===== GIVEN RECORDS

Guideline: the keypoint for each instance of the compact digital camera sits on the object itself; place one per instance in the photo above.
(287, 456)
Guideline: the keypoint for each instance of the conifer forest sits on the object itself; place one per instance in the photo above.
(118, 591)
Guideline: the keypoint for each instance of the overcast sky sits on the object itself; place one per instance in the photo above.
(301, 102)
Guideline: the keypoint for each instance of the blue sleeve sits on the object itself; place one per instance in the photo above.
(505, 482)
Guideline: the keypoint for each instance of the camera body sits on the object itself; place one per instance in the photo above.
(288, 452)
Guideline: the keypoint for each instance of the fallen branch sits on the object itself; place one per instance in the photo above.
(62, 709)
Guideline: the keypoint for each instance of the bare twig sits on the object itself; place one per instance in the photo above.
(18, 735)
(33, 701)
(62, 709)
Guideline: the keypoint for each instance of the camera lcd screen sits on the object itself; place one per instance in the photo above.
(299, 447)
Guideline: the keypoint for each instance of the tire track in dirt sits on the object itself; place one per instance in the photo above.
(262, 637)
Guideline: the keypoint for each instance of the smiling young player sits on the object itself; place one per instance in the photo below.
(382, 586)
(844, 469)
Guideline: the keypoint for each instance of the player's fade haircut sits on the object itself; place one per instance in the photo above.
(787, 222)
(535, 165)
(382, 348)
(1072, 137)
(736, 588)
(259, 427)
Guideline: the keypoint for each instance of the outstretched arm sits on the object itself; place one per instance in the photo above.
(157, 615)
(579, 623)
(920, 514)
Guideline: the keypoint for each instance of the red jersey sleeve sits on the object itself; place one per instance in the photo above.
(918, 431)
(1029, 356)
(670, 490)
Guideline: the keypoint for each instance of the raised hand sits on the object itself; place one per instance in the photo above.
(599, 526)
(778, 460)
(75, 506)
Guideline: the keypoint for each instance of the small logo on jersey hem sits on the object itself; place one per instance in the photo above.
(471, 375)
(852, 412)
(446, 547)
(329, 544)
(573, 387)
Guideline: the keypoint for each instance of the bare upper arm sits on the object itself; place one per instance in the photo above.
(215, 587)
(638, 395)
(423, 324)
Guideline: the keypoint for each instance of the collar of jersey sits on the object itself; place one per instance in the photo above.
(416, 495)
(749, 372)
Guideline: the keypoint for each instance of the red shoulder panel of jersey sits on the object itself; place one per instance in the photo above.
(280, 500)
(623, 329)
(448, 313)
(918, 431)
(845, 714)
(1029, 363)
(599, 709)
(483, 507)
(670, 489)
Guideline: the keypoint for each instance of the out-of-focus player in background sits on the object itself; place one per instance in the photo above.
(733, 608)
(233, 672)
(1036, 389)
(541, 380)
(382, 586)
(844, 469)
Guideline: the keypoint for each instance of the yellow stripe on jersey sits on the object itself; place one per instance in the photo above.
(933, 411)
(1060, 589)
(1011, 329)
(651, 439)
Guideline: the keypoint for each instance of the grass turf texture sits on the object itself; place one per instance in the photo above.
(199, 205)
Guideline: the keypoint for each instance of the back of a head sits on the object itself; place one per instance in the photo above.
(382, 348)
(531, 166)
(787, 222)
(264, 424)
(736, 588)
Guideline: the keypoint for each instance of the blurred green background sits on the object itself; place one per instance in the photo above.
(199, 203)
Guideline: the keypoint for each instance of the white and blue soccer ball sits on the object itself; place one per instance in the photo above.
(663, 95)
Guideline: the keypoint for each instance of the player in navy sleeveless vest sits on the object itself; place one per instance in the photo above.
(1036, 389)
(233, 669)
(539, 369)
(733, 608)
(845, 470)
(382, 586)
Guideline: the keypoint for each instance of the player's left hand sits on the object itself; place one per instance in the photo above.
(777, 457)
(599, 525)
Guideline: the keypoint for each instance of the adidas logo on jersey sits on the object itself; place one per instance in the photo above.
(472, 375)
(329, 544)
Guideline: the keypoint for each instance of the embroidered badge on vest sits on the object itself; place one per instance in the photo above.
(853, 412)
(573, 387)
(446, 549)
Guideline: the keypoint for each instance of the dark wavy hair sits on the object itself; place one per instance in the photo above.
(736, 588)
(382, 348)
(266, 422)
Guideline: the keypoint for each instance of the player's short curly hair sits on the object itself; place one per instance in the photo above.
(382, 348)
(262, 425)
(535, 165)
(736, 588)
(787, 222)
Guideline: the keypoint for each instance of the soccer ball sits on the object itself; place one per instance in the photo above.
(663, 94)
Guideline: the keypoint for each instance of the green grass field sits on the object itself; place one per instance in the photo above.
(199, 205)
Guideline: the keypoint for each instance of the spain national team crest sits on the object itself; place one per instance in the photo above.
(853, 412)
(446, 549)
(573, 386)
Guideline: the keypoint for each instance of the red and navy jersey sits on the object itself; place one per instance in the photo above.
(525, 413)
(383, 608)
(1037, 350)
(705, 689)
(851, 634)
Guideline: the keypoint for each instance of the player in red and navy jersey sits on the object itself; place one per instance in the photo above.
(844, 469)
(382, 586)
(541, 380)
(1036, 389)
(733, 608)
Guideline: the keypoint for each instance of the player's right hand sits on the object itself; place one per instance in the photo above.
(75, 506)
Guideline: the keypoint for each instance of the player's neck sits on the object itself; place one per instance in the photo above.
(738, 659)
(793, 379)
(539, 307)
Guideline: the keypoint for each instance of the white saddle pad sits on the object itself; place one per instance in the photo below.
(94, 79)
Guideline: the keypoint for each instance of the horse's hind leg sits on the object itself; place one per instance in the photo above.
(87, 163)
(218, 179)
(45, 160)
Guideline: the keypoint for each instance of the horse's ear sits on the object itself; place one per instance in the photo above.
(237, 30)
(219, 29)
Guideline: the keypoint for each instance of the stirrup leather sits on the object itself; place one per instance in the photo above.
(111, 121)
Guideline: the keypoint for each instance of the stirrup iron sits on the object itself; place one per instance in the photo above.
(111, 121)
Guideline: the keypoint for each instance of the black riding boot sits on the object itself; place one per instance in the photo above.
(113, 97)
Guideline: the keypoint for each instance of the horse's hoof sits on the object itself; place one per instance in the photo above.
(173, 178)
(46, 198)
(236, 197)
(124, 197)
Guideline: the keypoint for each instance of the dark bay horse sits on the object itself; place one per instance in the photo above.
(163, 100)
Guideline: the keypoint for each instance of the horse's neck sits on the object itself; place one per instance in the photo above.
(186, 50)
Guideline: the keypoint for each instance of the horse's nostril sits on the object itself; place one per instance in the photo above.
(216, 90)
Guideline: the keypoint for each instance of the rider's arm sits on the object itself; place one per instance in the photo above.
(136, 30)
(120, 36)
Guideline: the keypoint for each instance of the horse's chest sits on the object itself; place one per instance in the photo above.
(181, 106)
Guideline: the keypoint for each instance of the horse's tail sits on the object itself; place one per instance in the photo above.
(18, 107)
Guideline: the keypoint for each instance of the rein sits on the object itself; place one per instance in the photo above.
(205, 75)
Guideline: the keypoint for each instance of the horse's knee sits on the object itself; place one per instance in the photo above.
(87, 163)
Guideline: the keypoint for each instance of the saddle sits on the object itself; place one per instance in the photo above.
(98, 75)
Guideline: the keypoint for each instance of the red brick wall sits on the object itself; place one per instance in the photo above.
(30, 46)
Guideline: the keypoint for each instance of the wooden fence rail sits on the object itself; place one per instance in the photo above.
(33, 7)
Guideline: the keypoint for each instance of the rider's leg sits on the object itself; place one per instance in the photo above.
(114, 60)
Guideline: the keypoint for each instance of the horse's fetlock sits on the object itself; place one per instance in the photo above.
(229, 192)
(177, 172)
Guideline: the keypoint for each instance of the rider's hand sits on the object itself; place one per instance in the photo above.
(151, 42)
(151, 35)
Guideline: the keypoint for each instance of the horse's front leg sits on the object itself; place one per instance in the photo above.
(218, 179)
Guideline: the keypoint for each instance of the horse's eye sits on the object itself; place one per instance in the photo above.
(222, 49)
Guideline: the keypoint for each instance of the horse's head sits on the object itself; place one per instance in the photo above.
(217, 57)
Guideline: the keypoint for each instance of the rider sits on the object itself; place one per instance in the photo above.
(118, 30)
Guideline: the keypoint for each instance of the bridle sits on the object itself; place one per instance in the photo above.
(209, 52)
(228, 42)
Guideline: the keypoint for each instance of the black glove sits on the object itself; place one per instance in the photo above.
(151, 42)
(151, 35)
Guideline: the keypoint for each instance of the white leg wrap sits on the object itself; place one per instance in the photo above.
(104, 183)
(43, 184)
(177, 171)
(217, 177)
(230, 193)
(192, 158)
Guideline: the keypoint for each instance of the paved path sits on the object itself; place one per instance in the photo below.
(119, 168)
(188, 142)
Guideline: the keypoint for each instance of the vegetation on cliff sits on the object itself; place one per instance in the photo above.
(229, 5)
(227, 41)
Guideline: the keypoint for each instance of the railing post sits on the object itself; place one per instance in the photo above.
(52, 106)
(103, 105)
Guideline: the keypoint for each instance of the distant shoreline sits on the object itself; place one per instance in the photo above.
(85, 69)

==========

== WHAT IS REQUIRED ==
Look above for the line containing "Guideline: the keypoint for each instance of the wooden"; copy from it through the last line, exactly, and nothing more.

== TASK RESULT ==
Guideline: the keypoint for each instance of the wooden fence rail sits on the object itself; place one per instance in the photo above.
(33, 7)
Guideline: the keypoint for each instance of the rider's leg sits on the object itself; place one per instance in the photo above.
(114, 60)
Guideline: the keypoint for each instance of the horse's fetlock sits on the object itself; place one per instance in the photo above.
(229, 192)
(177, 172)
Guideline: the keypoint for each instance of the rider's hand sits on the object itself; place one per instance in the photo above.
(151, 42)
(151, 35)
Guideline: the keypoint for each instance of the horse's front leg sits on the object itself; place one per instance in the photo above.
(218, 179)
Guideline: the keypoint for each instance of the horse's eye sits on the object itself; place one per instance in the photo above.
(222, 49)
Guideline: the keypoint for each instance of the horse's head sits on the object itself; place one per instance in the photo above.
(217, 57)
Guideline: the keypoint for each instance of the rider sits on the object itself; place one per instance in the photo above.
(118, 30)
Guideline: the keypoint for each instance of the bridle sits on the object itself; place one per instance in the photo above.
(209, 52)
(228, 42)
Guideline: the keypoint for each instance of the black glove sits on the object itself; place one per instance in the photo above.
(151, 42)
(151, 35)
Guideline: the keypoint for each instance of the white leg wrap sits on the object itself; place one per instance in the photo above.
(104, 183)
(43, 184)
(177, 171)
(217, 177)
(230, 193)
(192, 158)
Guideline: the keypoint for each instance of the paved path sits on the object itself; place one per instance in the photo below.
(119, 168)
(188, 142)
Guideline: the keypoint for each instance of the vegetation on cliff sits on the object itself; place one per instance in the photo above.
(229, 5)
(227, 41)
Guideline: the keypoint for each instance of the railing post sits on the object itself; place one per instance in the photo above.
(52, 106)
(103, 105)
Guideline: the keypoint for each instance of the distant shoreline sits on the object itself; place one per instance in the photo above.
(85, 69)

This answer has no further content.